EXERCISE BRIEF>
Only the pictures are to be omitted; every entry beneath should otherwise be duplicated exactly.

[Saved entries]
____________________

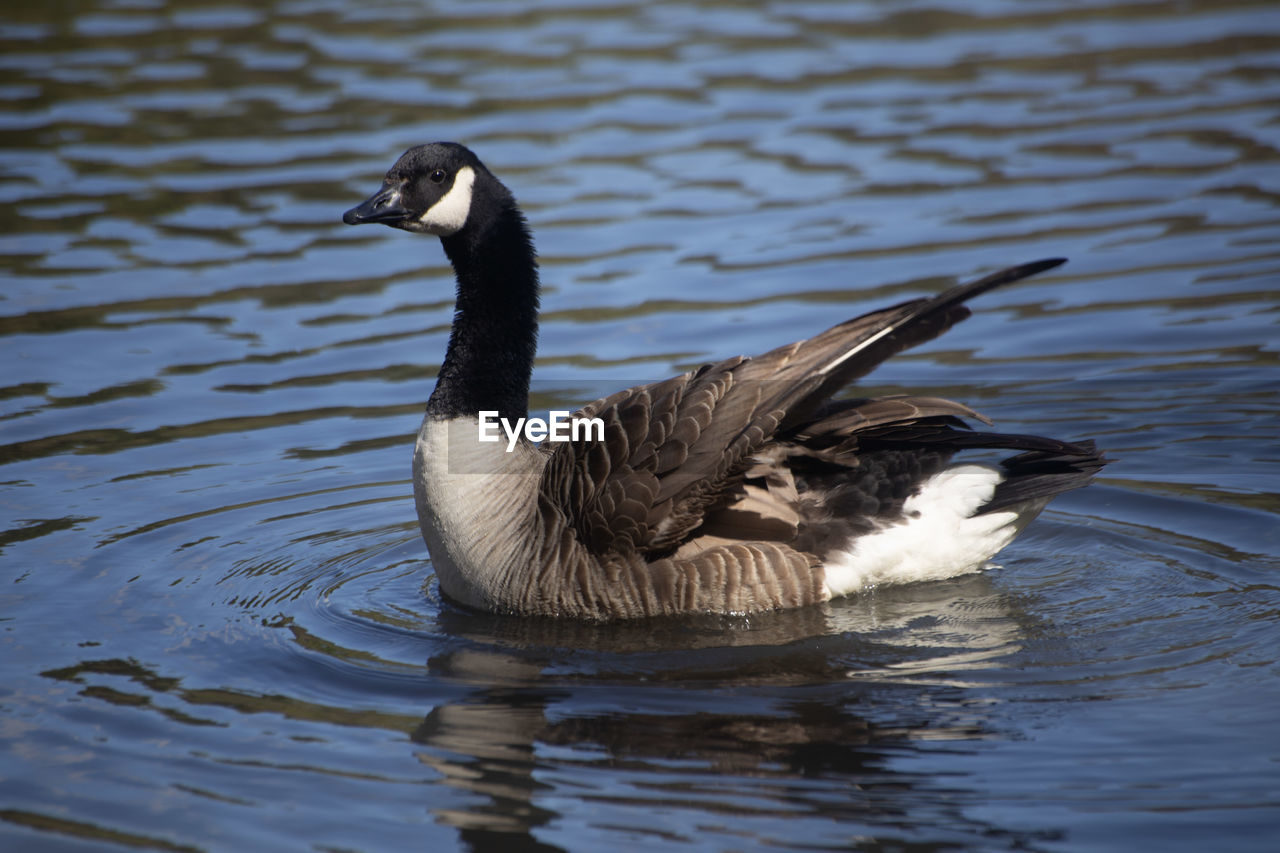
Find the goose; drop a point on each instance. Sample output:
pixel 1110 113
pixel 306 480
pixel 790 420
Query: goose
pixel 739 487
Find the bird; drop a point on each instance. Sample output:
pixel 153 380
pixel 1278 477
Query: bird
pixel 739 487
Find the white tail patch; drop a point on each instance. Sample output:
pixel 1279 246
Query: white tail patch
pixel 941 538
pixel 447 215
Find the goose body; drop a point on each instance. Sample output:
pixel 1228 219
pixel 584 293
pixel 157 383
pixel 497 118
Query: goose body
pixel 736 487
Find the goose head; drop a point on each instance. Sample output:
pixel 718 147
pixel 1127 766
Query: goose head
pixel 433 188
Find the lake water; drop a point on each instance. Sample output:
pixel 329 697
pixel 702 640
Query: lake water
pixel 219 628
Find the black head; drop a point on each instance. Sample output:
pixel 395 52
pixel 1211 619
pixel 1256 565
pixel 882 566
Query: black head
pixel 429 191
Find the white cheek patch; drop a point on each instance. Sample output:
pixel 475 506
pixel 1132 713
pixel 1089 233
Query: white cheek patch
pixel 447 215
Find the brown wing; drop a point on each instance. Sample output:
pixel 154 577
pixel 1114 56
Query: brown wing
pixel 673 448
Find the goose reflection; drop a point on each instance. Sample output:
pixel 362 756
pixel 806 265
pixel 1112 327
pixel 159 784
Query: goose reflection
pixel 801 711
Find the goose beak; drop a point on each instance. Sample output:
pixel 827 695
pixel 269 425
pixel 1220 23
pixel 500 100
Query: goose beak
pixel 382 206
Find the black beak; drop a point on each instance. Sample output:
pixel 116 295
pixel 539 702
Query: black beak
pixel 382 206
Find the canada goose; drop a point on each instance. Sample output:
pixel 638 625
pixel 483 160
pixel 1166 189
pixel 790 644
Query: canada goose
pixel 736 487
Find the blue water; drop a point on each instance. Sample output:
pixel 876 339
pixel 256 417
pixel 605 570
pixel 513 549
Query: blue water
pixel 219 628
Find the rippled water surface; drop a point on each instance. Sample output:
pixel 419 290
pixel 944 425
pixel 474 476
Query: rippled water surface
pixel 220 629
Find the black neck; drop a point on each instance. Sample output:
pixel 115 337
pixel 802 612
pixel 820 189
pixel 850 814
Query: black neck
pixel 494 337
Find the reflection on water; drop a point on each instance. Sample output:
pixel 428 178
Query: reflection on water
pixel 219 623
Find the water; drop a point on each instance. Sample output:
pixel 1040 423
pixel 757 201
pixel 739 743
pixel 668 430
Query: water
pixel 219 625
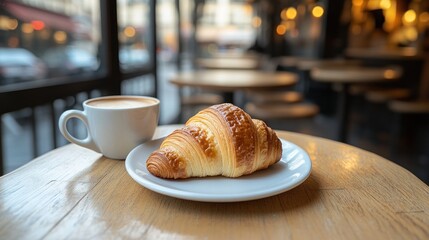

____________________

THE COMPLETED TASK>
Find the goose; drop a point on each instance. Sample output:
pixel 1110 113
pixel 306 480
pixel 790 420
Query: goose
pixel 739 487
Find the bird; drop a point on each instance. Sample output:
pixel 153 380
pixel 1278 477
Query: bird
pixel 739 487
Find the white tail patch; drop a point on each instance. Sample output:
pixel 1279 246
Query: white tail patch
pixel 941 538
pixel 447 215
Find the goose body; drop a point on each instance. Sample output:
pixel 1228 219
pixel 584 293
pixel 157 383
pixel 497 118
Query: goose body
pixel 736 487
Find the goose head; drop a point on each instance. Sample output:
pixel 718 147
pixel 1127 766
Query: goose head
pixel 433 188
Find the lake water; drop a point on each instance. Sample output:
pixel 329 697
pixel 702 640
Query: lake water
pixel 219 628
Find the black head; drop a point on each instance. Sample output:
pixel 395 52
pixel 1211 619
pixel 1256 565
pixel 882 566
Query: black head
pixel 429 191
Find the white cheek patch; drop a point on each instance. Sample output:
pixel 475 506
pixel 1132 713
pixel 1089 233
Query: white cheek patch
pixel 447 215
Find the brown wing; drop a point on each instance. Sample output:
pixel 154 577
pixel 1114 56
Query: brown wing
pixel 673 448
Find the goose reflection; drop a point on each instance. Sample output:
pixel 362 756
pixel 806 265
pixel 1112 327
pixel 159 784
Query: goose reflection
pixel 801 711
Find the goose beak; drop a point on each instance. Sample output:
pixel 827 695
pixel 269 425
pixel 1220 23
pixel 500 100
Query: goose beak
pixel 382 206
Find the black beak; drop a point on each instance. Sample output:
pixel 116 295
pixel 539 702
Query: black beak
pixel 382 206
Find the canada goose; drop a point on each instance. Sample output:
pixel 638 625
pixel 483 160
pixel 1166 189
pixel 790 644
Query: canada goose
pixel 736 487
Find the blue water; drop a point on each instance. Sample output:
pixel 876 339
pixel 256 417
pixel 605 570
pixel 513 549
Query: blue water
pixel 219 628
Find the rippled water surface; drop a point on each instance. Sample output:
pixel 419 290
pixel 944 425
pixel 474 476
Query: rippled water surface
pixel 220 629
Find the black neck; drop a point on each instance. Sample output:
pixel 115 337
pixel 802 612
pixel 820 189
pixel 850 814
Query: black neck
pixel 494 337
Find the reflection on water; drop a point on each instance. Sample output:
pixel 428 178
Query: reflection on water
pixel 219 623
Find the water; drop a point on each instance. Sample output:
pixel 1040 423
pixel 757 201
pixel 739 743
pixel 668 430
Query: water
pixel 219 625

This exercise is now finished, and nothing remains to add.